Items listed in a dataset:
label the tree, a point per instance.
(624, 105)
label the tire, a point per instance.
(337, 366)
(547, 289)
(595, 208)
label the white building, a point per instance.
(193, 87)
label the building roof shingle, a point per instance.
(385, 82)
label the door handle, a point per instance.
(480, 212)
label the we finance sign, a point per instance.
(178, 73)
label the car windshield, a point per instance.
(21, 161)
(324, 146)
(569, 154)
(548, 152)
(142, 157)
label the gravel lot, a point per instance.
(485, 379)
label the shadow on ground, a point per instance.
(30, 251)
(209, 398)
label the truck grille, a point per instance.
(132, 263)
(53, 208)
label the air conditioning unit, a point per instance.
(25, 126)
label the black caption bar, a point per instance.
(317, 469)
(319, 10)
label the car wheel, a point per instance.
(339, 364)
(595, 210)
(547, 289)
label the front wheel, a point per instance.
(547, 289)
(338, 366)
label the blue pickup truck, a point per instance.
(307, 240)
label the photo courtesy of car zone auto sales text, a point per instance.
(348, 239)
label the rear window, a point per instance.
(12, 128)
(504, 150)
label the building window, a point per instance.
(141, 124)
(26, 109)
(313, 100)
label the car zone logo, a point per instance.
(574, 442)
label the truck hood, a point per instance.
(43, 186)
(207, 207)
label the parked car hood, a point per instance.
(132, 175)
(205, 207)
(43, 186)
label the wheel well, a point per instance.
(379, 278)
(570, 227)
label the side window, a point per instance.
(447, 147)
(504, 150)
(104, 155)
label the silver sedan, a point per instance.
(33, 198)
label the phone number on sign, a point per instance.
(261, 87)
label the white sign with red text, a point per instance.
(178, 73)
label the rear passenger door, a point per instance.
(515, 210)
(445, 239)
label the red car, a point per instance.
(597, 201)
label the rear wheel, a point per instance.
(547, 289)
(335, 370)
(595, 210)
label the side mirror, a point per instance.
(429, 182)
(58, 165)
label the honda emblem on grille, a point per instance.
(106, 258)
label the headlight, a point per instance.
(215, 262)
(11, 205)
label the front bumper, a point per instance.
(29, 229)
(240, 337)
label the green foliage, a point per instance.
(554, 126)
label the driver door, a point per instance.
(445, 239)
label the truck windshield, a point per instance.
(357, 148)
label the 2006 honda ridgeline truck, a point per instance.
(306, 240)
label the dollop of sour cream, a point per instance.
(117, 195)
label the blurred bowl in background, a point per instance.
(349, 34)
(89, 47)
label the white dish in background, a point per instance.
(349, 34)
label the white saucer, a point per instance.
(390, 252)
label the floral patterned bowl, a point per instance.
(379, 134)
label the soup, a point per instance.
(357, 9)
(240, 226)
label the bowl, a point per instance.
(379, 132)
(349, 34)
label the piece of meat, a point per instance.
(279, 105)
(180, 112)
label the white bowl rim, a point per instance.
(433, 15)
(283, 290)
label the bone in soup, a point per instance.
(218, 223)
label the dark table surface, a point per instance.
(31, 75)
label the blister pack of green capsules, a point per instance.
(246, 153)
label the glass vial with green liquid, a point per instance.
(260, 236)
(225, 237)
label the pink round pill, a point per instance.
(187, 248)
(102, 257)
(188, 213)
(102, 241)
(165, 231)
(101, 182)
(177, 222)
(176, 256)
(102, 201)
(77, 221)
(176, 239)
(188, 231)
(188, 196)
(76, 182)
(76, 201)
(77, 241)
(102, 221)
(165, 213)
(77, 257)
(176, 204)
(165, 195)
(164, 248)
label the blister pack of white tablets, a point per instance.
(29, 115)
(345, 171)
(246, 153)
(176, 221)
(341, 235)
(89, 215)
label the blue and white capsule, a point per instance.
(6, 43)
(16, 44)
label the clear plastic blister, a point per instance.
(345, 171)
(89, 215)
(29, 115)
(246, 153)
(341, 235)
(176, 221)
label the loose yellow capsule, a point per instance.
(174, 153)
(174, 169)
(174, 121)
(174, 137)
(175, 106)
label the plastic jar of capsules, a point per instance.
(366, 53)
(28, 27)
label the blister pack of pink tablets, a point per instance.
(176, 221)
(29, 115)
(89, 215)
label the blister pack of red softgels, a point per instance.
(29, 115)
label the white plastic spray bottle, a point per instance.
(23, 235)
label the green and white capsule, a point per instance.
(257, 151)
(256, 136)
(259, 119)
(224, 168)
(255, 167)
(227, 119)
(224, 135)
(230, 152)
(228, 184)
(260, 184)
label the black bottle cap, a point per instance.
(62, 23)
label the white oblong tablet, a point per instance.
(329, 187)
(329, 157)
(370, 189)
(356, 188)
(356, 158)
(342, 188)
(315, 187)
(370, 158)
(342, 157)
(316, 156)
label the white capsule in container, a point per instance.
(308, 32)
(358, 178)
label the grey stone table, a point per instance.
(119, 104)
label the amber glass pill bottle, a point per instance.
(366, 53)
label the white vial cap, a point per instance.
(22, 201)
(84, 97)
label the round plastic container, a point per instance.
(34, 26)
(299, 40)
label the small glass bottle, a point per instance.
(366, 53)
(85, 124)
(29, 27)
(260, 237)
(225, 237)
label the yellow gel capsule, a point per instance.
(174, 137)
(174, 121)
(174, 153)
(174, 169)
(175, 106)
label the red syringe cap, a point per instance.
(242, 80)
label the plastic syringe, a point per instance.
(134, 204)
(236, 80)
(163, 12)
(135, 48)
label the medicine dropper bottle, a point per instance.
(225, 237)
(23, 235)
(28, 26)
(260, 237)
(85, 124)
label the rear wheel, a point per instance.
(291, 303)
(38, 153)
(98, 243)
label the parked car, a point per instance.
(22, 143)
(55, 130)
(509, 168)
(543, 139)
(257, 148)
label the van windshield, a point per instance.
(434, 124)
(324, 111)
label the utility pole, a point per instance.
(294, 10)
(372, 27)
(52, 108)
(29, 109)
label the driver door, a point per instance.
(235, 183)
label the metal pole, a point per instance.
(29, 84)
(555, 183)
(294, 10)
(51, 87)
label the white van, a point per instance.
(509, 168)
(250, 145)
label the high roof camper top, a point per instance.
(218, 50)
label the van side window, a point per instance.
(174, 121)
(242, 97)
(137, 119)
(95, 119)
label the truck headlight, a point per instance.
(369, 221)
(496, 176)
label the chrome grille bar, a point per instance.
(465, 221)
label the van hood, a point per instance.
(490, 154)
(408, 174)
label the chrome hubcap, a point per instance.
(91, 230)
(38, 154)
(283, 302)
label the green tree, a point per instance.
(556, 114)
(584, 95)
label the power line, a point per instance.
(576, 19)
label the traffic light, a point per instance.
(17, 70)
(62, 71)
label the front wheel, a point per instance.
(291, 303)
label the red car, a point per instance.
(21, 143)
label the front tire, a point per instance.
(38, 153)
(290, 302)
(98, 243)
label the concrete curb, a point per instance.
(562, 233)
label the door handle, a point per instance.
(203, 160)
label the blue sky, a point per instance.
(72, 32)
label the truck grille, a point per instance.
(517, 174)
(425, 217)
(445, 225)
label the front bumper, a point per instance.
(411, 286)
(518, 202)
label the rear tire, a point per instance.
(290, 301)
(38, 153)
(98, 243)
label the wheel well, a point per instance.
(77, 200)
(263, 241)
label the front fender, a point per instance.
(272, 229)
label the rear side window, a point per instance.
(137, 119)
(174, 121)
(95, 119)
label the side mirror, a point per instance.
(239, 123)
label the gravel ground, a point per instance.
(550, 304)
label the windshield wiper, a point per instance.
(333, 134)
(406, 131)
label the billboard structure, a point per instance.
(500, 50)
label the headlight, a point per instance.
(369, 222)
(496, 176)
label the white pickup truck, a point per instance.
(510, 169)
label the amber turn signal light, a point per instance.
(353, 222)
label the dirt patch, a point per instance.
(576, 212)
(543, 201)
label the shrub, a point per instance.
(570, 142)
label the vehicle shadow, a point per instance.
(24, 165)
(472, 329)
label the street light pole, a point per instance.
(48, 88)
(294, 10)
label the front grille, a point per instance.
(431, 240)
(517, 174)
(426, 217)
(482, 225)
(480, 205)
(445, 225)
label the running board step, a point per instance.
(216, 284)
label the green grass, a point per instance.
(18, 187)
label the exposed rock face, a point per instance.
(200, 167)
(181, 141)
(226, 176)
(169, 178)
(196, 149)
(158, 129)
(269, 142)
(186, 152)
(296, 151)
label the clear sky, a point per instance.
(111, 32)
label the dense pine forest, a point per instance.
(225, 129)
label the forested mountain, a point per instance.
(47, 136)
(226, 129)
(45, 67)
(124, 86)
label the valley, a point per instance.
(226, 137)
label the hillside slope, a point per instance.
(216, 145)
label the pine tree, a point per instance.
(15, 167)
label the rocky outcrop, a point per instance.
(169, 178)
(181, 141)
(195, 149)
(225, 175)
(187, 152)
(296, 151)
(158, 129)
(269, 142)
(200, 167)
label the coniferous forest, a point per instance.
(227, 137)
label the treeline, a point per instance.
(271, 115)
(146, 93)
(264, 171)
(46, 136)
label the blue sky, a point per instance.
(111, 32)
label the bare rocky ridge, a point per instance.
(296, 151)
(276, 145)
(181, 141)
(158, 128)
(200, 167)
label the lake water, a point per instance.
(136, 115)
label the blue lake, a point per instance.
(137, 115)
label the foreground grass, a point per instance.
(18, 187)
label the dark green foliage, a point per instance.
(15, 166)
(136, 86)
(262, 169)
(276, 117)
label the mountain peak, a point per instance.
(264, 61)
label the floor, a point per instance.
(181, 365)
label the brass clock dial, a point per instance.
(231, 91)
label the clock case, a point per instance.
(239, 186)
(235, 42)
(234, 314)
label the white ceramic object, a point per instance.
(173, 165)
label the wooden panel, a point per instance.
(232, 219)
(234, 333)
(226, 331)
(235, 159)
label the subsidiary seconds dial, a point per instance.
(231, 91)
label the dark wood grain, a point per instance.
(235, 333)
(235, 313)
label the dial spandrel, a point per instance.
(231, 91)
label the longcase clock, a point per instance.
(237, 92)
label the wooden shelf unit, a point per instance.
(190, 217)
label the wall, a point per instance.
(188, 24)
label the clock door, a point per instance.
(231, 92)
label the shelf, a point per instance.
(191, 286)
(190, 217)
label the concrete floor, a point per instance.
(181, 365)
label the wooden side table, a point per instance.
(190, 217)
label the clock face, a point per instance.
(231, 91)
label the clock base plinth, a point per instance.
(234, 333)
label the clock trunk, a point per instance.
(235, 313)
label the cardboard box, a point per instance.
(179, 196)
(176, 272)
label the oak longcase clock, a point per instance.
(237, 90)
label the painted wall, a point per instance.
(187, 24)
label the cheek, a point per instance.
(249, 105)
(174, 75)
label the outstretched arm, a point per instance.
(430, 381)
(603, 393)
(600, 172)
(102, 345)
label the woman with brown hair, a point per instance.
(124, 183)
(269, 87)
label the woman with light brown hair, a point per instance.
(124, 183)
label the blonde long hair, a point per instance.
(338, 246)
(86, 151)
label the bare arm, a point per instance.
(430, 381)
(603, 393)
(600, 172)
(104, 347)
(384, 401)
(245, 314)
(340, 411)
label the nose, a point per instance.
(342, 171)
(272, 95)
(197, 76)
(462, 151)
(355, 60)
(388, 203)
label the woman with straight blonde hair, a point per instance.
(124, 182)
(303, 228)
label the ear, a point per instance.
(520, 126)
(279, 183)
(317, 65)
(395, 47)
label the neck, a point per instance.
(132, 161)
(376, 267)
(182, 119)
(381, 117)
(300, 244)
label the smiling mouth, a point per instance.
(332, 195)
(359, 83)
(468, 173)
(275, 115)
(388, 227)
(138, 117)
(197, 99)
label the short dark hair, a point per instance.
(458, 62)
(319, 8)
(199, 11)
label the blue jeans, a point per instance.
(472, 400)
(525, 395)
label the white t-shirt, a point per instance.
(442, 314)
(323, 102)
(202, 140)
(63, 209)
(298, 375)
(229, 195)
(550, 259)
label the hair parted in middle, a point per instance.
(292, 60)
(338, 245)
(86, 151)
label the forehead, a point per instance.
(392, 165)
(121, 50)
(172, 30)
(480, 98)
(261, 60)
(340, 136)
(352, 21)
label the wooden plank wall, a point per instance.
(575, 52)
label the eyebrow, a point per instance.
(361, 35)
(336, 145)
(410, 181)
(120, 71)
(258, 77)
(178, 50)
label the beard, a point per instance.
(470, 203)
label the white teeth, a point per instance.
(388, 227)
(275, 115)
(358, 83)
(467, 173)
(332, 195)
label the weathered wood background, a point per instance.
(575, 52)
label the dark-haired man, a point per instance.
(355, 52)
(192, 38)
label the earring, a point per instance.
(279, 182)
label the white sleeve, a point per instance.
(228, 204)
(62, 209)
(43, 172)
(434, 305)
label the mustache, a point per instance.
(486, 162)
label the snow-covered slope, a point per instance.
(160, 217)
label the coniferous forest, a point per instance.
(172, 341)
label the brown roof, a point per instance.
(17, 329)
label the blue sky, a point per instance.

Given problem: Locate the line with "label the weathered" in the entries above; extract it and every line after it, verbatim.

Solution to this task:
label the weathered wood background, a point per instance.
(575, 52)
label the dark-haired man, a point per instance.
(355, 52)
(192, 38)
label the earring, a point per instance.
(279, 182)
label the white sleeve, a point per instance.
(228, 204)
(62, 209)
(43, 172)
(434, 305)
label the mustache, a point per instance.
(486, 162)
label the snow-covered slope, a point per instance.
(160, 217)
label the coniferous forest, a point per instance.
(172, 341)
label the brown roof, a point per instance.
(17, 329)
label the blue sky, a point per instance.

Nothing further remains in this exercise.